— Given request —
Please rewrite the records below, changing each "trailer wheel" to "wagon wheel" and leaving everything else unchanged.

— Exercise inputs —
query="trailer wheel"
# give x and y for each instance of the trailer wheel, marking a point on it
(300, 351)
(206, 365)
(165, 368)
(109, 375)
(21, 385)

— Task answer —
query="wagon wheel"
# give x and y for each instance of the wagon wheel, marking a point on it
(300, 351)
(206, 365)
(165, 368)
(109, 375)
(21, 385)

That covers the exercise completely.